## Saved data entries

-- BEGIN --

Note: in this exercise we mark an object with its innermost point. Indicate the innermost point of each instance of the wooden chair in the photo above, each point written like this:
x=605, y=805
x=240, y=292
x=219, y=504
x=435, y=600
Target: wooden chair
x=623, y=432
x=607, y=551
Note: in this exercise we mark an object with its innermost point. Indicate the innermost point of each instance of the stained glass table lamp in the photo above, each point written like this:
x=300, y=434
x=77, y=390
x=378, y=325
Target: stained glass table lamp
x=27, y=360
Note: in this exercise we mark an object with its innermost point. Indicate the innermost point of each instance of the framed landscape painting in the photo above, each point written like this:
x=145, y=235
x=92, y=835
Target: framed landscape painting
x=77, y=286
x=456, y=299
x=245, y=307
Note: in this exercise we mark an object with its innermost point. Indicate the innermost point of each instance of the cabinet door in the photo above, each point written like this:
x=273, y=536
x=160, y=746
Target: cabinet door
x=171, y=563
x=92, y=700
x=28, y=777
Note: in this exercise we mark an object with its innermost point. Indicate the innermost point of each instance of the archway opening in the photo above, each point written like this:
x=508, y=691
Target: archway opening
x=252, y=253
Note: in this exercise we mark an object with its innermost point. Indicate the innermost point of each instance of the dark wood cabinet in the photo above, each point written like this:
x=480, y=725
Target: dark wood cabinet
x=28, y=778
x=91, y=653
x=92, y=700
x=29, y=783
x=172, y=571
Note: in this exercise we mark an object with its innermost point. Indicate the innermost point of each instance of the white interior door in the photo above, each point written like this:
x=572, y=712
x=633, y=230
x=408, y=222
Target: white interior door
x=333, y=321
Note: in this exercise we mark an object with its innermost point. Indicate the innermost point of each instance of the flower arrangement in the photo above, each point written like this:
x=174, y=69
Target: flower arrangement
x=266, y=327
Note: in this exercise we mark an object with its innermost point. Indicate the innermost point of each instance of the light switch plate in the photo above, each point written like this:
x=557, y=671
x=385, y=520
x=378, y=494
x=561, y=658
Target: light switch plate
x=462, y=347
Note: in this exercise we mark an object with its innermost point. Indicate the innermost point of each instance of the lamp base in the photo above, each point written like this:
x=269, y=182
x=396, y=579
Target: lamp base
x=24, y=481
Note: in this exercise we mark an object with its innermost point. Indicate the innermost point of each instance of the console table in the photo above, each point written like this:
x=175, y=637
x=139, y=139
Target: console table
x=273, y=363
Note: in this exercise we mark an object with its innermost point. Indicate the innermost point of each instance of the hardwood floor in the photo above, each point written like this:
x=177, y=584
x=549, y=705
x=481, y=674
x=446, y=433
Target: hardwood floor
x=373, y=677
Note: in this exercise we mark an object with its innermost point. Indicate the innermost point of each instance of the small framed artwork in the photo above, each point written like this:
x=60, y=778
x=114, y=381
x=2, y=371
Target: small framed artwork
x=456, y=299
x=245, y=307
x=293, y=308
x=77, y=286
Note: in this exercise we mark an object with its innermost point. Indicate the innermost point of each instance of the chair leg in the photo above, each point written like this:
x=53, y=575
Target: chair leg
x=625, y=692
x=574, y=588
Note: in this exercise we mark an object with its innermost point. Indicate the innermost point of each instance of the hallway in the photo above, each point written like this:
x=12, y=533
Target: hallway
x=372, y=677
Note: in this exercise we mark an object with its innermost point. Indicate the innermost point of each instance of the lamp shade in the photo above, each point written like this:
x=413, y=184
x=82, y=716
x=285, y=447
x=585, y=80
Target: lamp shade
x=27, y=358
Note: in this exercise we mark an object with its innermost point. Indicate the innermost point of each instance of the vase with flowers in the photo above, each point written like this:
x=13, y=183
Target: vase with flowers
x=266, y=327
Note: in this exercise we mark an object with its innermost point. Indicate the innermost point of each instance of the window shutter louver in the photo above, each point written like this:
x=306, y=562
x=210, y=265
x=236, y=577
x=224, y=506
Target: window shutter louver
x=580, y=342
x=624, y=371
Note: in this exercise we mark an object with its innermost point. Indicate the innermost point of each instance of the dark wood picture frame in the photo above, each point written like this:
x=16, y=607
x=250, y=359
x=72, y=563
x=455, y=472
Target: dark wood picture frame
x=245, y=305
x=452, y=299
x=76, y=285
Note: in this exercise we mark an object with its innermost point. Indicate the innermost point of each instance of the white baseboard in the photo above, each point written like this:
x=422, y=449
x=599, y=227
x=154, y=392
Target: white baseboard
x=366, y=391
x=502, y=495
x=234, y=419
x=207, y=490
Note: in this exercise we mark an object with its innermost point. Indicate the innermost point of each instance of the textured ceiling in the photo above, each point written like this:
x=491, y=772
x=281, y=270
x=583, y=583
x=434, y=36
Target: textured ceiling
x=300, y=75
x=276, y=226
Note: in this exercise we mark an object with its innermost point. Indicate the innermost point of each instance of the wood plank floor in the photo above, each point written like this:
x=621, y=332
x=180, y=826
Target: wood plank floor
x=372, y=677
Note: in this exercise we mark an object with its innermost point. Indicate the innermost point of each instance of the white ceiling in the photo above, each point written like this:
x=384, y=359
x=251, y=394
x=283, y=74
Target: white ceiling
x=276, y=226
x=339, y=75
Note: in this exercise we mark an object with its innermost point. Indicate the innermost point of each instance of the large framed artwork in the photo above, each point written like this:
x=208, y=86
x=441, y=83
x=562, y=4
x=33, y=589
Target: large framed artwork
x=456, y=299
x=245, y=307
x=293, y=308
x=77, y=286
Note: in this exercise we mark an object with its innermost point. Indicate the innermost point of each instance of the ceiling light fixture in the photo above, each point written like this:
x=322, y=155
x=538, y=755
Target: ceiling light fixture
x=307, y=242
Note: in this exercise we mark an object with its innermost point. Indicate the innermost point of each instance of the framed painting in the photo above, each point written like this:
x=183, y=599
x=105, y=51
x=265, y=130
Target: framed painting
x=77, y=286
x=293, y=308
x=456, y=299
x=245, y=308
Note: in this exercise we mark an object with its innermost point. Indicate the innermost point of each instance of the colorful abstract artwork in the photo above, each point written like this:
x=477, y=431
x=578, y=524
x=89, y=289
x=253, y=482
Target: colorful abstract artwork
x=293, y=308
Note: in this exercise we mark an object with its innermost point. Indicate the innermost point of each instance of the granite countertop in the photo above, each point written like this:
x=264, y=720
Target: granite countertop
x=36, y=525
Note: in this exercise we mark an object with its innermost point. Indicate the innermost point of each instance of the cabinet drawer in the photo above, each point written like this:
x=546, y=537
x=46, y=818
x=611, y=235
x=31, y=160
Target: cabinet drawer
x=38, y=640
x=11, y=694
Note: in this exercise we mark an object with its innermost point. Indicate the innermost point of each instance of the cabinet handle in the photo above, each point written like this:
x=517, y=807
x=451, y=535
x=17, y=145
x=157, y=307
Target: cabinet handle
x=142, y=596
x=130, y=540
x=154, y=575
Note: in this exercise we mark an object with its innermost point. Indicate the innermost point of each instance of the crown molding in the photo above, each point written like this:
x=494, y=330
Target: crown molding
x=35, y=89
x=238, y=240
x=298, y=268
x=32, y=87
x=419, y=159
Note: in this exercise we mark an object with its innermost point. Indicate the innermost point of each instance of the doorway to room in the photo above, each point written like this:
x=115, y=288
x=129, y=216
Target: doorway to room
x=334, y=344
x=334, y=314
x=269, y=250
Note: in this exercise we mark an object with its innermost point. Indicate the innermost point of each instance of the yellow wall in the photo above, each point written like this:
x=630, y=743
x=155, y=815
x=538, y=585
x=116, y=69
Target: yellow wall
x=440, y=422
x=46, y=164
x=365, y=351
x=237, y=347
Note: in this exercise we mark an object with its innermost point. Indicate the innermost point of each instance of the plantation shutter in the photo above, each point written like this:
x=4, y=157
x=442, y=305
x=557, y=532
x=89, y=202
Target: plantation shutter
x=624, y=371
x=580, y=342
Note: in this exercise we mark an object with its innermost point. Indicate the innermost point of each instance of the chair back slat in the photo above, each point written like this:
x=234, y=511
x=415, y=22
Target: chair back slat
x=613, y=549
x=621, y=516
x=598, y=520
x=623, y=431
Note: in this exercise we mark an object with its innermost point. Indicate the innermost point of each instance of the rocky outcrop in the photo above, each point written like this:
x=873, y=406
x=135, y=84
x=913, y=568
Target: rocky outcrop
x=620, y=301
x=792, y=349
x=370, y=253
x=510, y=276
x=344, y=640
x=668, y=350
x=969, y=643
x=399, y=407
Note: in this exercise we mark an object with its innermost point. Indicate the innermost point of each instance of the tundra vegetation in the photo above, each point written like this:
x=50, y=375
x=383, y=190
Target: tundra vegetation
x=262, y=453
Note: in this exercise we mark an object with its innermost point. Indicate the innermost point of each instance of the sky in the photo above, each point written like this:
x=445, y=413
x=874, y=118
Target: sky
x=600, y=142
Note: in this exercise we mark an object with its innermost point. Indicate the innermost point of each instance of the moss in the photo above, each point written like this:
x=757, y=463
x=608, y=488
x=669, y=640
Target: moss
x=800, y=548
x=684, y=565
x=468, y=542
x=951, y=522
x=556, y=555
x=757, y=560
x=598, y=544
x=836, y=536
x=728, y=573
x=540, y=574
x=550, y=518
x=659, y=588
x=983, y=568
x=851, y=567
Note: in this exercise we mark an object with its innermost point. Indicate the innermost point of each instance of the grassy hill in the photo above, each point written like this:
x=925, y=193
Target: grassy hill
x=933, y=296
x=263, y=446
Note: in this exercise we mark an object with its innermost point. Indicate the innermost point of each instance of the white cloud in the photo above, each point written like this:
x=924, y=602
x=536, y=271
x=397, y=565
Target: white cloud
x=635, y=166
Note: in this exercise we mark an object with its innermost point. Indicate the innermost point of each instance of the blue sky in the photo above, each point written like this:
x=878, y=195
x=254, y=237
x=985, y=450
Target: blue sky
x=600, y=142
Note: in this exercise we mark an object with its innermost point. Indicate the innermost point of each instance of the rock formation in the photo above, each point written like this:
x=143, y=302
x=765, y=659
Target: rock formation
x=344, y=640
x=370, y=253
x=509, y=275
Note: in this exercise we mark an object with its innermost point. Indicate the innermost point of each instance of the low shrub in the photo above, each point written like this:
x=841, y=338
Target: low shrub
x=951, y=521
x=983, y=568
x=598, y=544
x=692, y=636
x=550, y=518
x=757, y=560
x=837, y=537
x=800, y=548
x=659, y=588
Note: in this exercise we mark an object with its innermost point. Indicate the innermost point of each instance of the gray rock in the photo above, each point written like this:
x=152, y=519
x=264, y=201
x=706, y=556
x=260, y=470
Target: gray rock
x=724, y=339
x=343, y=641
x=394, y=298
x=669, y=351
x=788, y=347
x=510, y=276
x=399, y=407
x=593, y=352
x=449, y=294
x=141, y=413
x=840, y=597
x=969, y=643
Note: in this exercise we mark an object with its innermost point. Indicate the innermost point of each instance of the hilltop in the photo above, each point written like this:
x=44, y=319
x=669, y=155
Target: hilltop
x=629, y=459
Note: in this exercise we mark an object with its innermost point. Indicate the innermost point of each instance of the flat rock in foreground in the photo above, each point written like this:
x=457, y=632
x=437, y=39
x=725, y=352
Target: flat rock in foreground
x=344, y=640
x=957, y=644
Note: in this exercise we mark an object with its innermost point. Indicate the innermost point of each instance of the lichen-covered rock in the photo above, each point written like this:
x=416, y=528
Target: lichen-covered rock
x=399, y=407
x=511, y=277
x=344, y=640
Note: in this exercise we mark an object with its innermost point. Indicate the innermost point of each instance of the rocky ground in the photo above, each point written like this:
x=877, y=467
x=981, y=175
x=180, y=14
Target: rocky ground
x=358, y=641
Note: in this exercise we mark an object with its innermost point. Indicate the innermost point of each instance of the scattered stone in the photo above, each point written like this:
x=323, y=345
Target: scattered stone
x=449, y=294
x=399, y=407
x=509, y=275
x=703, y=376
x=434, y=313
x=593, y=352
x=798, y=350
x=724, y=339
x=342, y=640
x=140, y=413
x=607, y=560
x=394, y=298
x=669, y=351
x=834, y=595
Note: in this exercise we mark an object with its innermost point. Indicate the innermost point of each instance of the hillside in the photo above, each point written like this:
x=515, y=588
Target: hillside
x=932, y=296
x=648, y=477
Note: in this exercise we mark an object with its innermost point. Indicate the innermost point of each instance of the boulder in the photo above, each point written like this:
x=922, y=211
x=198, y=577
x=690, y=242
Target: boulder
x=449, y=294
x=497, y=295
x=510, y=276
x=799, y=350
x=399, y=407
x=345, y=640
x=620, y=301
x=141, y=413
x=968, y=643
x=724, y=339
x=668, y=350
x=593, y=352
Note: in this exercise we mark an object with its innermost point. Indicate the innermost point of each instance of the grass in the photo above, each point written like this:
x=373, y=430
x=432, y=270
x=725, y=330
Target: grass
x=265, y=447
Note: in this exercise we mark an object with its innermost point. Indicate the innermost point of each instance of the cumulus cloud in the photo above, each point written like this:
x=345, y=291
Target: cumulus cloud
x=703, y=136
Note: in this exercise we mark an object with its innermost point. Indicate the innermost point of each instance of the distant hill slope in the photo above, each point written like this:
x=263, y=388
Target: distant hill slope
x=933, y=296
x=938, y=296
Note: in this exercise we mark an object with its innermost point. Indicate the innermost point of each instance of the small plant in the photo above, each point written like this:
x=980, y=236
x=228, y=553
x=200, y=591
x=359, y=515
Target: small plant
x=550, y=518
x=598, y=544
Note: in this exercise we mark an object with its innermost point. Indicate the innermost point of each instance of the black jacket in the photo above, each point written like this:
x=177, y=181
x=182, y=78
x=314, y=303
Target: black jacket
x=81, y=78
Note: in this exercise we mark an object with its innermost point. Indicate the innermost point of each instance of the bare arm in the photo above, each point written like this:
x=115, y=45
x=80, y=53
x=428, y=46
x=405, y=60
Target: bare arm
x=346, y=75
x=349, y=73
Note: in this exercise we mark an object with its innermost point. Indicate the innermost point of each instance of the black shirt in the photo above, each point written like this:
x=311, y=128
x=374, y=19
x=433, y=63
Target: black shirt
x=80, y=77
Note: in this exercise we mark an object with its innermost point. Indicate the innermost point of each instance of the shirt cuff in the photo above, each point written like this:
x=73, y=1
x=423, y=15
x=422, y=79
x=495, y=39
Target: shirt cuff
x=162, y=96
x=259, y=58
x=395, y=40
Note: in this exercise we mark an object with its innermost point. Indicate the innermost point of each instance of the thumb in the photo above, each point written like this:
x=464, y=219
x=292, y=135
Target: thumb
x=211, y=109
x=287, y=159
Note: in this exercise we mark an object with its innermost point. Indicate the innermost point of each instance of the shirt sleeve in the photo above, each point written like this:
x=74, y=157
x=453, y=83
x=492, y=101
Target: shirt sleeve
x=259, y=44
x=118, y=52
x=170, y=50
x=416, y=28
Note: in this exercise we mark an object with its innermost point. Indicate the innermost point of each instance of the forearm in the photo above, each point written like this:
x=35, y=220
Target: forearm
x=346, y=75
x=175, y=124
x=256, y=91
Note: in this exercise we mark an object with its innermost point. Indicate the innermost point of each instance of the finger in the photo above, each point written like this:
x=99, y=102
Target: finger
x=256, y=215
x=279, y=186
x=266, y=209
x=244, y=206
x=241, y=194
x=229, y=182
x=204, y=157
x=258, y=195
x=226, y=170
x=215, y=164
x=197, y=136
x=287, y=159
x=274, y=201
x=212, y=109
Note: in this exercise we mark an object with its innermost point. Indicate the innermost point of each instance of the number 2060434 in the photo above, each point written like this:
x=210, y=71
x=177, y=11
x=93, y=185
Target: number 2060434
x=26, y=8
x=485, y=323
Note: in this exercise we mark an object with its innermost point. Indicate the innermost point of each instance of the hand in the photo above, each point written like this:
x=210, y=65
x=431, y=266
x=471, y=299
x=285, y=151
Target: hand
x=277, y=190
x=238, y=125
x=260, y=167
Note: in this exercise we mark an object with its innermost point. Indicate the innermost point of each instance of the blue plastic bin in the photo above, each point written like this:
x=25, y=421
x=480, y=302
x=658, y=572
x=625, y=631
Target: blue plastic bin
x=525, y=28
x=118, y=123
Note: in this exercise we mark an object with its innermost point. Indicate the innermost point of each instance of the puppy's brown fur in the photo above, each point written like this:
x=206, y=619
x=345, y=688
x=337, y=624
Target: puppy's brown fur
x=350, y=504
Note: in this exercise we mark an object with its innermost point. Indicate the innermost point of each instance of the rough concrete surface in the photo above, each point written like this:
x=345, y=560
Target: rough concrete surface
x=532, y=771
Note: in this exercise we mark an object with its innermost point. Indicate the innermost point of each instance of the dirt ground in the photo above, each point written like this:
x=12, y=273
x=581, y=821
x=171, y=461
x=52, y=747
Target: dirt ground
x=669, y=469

-- END --

## Requirements
Change "hillside" to "grassy slope" in the lines starting at the one containing "of the hillside" and ending at the one containing "x=648, y=477", and give back only those lines with nothing else altered.

## Written response
Note: in this exercise we mark an object with its innermost point. Indicate the innermost point of each instance of the grassy slope in the photo above, each point written like this:
x=515, y=588
Target: grassy slope
x=932, y=296
x=648, y=477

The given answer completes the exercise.